##### Data listing #####

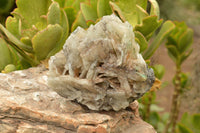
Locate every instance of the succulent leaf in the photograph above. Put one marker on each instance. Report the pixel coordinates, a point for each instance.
(71, 15)
(154, 8)
(185, 40)
(148, 26)
(16, 41)
(13, 25)
(80, 21)
(45, 40)
(65, 26)
(103, 8)
(89, 13)
(142, 3)
(32, 11)
(53, 15)
(141, 40)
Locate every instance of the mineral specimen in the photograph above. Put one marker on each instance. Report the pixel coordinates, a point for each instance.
(101, 67)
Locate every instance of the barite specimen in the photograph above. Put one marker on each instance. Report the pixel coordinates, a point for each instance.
(101, 67)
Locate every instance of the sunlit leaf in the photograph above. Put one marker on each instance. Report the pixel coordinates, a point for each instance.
(88, 12)
(128, 11)
(103, 8)
(80, 21)
(53, 15)
(154, 8)
(185, 55)
(13, 25)
(148, 26)
(142, 3)
(32, 11)
(141, 40)
(16, 41)
(45, 40)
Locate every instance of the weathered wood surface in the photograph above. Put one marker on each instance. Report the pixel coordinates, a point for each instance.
(27, 105)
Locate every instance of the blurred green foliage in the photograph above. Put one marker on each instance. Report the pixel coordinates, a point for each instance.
(38, 29)
(189, 123)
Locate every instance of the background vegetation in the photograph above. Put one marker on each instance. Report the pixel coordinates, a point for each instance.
(32, 31)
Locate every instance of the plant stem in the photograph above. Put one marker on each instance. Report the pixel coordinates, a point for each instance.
(150, 100)
(175, 102)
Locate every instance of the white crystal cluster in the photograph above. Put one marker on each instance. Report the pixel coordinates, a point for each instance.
(101, 67)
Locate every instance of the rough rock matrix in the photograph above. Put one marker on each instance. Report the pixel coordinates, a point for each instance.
(101, 67)
(27, 105)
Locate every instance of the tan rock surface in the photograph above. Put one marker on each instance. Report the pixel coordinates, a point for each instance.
(27, 105)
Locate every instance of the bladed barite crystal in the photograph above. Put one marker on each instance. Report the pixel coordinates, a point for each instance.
(101, 67)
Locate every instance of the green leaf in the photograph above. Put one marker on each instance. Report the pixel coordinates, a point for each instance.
(148, 26)
(16, 41)
(65, 26)
(183, 129)
(13, 25)
(173, 51)
(5, 55)
(45, 40)
(141, 14)
(89, 22)
(9, 68)
(53, 15)
(31, 12)
(26, 40)
(128, 11)
(70, 11)
(88, 12)
(167, 27)
(80, 21)
(103, 8)
(154, 8)
(185, 55)
(141, 40)
(142, 3)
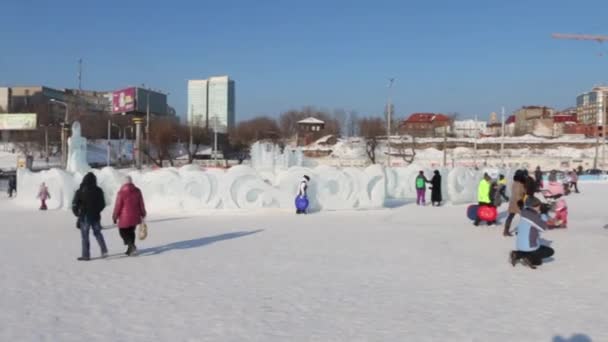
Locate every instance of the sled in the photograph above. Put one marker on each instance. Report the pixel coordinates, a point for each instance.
(487, 213)
(472, 212)
(301, 203)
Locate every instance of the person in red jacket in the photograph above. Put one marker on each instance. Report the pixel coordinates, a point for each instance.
(129, 211)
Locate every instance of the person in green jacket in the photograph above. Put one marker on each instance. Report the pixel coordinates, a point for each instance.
(483, 195)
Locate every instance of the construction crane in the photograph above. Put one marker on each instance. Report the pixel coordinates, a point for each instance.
(600, 39)
(597, 38)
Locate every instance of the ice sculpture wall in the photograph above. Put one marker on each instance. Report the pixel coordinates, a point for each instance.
(243, 187)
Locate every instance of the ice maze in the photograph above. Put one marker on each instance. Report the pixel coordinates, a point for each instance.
(271, 182)
(243, 187)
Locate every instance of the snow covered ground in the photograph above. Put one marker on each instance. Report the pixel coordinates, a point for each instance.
(400, 274)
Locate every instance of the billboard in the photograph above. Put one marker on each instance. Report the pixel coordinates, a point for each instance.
(156, 101)
(18, 121)
(123, 101)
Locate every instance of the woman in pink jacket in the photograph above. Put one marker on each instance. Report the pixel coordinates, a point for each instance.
(129, 212)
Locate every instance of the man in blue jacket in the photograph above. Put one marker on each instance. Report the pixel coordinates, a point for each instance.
(529, 249)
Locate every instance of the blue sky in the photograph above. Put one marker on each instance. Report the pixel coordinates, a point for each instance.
(467, 56)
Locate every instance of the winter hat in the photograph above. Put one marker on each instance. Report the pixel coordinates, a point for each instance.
(534, 202)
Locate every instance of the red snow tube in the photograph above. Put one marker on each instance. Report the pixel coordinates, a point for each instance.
(487, 213)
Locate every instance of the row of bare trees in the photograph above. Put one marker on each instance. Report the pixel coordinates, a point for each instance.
(166, 133)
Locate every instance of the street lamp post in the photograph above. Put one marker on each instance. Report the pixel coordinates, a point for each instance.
(64, 128)
(215, 140)
(388, 122)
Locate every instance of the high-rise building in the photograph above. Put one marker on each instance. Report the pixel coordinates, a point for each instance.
(211, 103)
(591, 105)
(197, 102)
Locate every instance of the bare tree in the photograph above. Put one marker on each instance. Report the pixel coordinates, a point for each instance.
(351, 126)
(370, 129)
(407, 154)
(163, 132)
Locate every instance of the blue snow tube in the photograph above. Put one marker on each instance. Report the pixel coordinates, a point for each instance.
(301, 203)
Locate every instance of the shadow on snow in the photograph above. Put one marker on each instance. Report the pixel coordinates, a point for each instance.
(195, 243)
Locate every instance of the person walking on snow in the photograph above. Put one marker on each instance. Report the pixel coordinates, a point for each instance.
(43, 196)
(12, 186)
(518, 192)
(502, 187)
(574, 181)
(538, 176)
(436, 197)
(528, 244)
(129, 211)
(421, 188)
(87, 205)
(302, 192)
(484, 196)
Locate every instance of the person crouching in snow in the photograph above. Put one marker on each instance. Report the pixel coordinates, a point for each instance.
(129, 211)
(421, 188)
(43, 196)
(529, 250)
(302, 192)
(560, 219)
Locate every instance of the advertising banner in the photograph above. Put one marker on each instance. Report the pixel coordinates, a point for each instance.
(123, 101)
(18, 121)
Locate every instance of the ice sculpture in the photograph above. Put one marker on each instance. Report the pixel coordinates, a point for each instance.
(268, 157)
(244, 187)
(77, 151)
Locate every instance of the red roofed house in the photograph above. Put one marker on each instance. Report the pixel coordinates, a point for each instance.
(425, 124)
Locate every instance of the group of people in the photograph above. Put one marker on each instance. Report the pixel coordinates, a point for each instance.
(421, 182)
(534, 215)
(89, 202)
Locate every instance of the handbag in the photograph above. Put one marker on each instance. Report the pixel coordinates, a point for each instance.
(142, 230)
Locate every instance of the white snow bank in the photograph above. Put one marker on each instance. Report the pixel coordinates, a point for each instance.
(243, 187)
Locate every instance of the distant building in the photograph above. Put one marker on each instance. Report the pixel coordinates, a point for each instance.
(592, 108)
(425, 124)
(468, 128)
(197, 102)
(5, 99)
(211, 103)
(309, 130)
(562, 122)
(526, 118)
(92, 102)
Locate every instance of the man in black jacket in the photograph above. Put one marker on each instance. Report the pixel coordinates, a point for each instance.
(88, 204)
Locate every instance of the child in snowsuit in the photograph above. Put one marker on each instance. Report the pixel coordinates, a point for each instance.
(560, 220)
(528, 248)
(421, 188)
(502, 188)
(484, 196)
(12, 186)
(43, 196)
(302, 192)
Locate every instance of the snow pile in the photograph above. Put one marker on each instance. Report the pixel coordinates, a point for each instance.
(243, 187)
(270, 157)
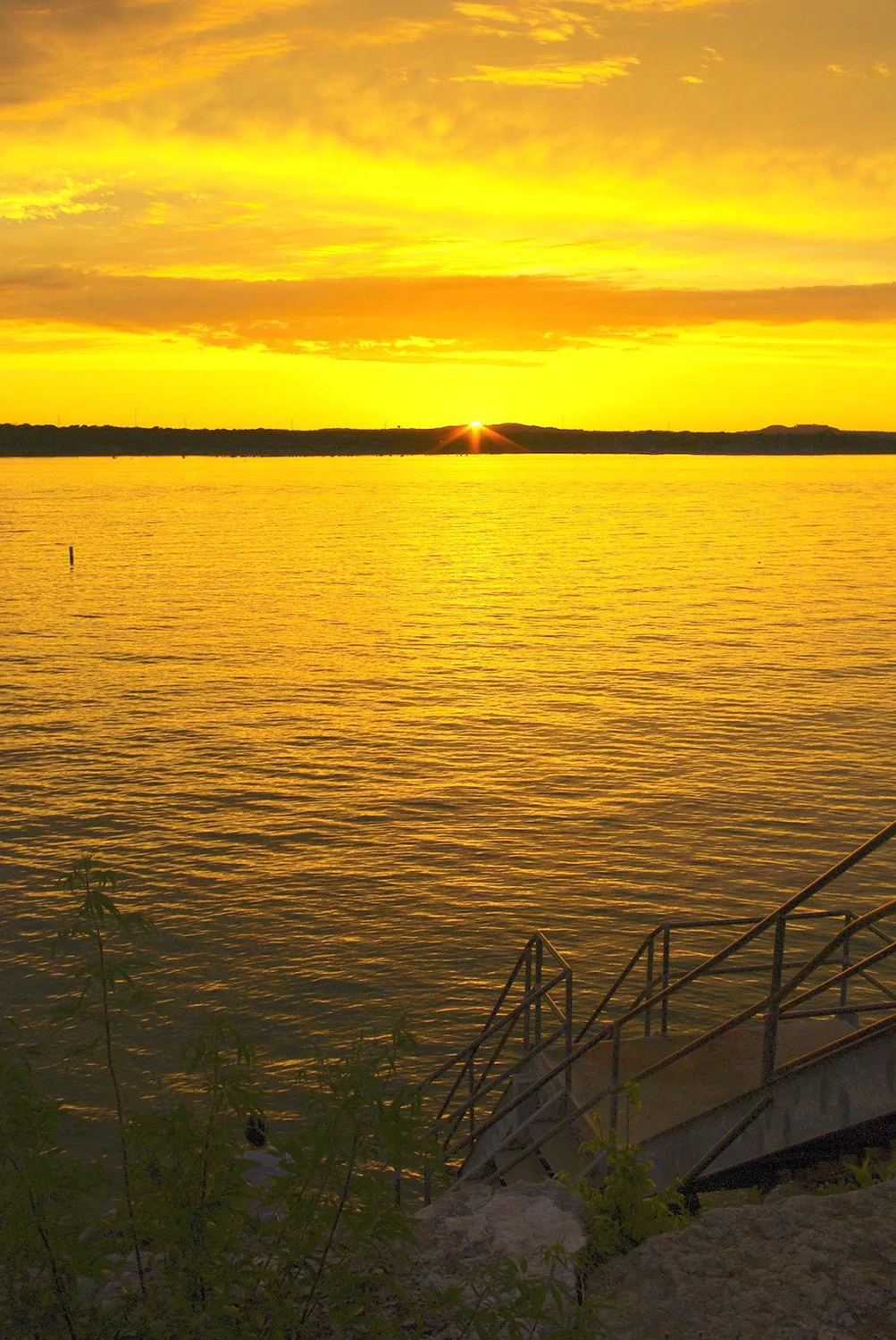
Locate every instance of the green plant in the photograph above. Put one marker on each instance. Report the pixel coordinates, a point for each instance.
(872, 1168)
(623, 1206)
(173, 1229)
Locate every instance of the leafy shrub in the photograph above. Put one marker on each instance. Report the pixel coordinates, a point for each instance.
(623, 1206)
(172, 1232)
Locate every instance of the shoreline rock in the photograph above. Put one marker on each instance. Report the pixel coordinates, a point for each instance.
(802, 1268)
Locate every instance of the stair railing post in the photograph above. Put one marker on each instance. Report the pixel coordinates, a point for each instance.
(568, 1034)
(649, 1012)
(539, 970)
(526, 1018)
(614, 1077)
(845, 961)
(770, 1034)
(667, 938)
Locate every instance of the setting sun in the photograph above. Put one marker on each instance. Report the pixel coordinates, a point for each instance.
(313, 212)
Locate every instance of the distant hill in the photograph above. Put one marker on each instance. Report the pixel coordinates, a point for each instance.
(46, 440)
(797, 428)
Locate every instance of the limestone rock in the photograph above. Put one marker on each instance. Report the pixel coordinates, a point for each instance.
(474, 1221)
(805, 1268)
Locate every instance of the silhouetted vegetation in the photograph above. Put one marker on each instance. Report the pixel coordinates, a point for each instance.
(172, 1229)
(106, 440)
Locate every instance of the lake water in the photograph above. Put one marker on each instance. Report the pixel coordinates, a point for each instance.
(356, 726)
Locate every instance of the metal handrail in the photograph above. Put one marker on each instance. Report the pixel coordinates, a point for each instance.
(769, 1002)
(493, 1037)
(778, 1000)
(765, 922)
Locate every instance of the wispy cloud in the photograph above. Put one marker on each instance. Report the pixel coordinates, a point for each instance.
(553, 75)
(386, 315)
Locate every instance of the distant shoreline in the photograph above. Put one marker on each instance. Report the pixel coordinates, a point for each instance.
(46, 440)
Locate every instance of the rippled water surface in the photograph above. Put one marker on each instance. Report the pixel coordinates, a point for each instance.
(356, 726)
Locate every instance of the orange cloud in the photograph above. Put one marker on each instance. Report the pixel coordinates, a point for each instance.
(420, 316)
(552, 77)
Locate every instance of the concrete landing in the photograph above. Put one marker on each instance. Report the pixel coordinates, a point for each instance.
(708, 1079)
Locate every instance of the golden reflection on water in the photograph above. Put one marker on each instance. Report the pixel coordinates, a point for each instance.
(359, 725)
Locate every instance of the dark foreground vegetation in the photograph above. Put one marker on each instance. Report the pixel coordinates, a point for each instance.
(169, 1217)
(150, 1221)
(107, 440)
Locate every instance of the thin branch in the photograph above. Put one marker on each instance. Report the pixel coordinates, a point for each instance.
(120, 1107)
(338, 1216)
(59, 1288)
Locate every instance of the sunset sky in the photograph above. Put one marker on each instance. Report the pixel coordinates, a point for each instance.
(603, 214)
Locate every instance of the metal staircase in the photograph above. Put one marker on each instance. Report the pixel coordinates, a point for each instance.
(741, 1055)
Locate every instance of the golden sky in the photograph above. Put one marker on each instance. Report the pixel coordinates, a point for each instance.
(603, 214)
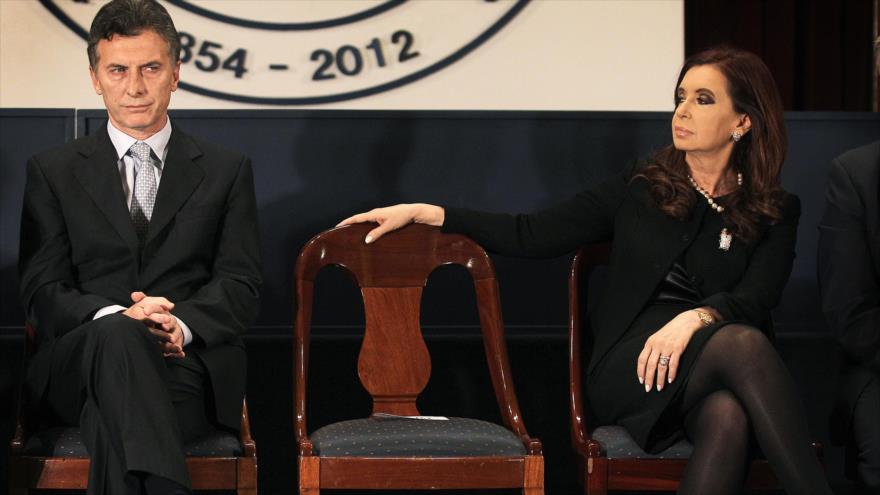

#####

**What is expected**. Count the lines of the listing above that contain the word "barite", treating case as significant, and give only the number.

**The completed task**. 2